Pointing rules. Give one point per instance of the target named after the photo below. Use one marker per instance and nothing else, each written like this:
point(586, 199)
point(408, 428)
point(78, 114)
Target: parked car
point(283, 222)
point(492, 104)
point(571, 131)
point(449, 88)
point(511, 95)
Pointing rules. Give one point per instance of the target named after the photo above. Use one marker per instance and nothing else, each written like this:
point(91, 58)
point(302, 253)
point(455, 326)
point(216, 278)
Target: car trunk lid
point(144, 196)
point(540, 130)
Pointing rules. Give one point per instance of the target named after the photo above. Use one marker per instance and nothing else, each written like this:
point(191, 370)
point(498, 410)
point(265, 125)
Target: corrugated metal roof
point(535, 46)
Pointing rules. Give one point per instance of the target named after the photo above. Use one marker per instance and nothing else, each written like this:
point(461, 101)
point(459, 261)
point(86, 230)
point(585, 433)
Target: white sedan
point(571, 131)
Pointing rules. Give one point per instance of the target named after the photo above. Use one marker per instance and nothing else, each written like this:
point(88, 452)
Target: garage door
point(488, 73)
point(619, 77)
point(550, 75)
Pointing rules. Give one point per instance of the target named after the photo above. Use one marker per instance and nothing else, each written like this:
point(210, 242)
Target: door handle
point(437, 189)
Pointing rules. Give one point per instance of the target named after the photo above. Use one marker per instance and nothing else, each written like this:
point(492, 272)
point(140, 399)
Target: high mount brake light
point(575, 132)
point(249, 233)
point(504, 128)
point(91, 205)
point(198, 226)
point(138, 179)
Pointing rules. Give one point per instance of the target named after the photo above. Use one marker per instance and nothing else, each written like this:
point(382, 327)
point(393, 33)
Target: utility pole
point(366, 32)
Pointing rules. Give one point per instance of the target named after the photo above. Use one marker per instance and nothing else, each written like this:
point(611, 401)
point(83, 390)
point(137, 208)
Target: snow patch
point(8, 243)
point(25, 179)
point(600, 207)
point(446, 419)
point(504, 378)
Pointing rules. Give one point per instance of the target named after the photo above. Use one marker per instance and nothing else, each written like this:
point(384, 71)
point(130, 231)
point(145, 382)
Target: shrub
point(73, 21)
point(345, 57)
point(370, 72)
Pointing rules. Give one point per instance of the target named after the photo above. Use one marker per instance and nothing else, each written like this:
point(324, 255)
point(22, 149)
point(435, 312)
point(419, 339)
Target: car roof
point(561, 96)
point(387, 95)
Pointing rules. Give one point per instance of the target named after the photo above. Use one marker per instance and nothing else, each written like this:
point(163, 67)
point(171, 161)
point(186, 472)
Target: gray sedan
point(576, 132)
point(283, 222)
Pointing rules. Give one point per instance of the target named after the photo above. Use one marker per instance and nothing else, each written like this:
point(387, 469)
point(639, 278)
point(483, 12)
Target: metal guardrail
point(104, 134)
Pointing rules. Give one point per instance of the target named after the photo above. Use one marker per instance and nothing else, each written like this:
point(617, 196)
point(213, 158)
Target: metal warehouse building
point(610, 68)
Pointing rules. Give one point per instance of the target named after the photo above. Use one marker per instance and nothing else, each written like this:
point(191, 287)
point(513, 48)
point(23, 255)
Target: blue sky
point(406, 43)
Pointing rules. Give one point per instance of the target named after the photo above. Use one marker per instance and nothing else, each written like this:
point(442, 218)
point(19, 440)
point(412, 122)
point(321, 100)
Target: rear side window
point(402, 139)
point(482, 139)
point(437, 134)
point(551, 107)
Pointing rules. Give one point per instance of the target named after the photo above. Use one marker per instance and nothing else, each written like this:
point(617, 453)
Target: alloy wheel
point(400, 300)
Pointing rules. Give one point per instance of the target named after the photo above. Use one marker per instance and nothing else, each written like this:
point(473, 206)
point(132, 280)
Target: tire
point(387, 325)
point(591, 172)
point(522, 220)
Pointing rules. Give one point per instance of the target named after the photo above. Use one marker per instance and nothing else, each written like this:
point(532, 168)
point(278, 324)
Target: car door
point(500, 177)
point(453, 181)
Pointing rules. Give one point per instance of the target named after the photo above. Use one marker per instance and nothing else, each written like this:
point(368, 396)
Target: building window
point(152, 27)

• Problem:
Rewrite everything from the first line of the rows through the line containing "point(511, 95)", requests included, and offset each answer point by adding 67 to both of its coordinates. Keep the sample points inside the requests as they are.

• Output of the task:
Pointing rules. Give one point per instance of the target named after the photo below. Use one marker per instance and nothing else, each written like this:
point(586, 199)
point(408, 428)
point(78, 114)
Target: parked car
point(350, 289)
point(559, 171)
point(638, 198)
point(516, 155)
point(578, 162)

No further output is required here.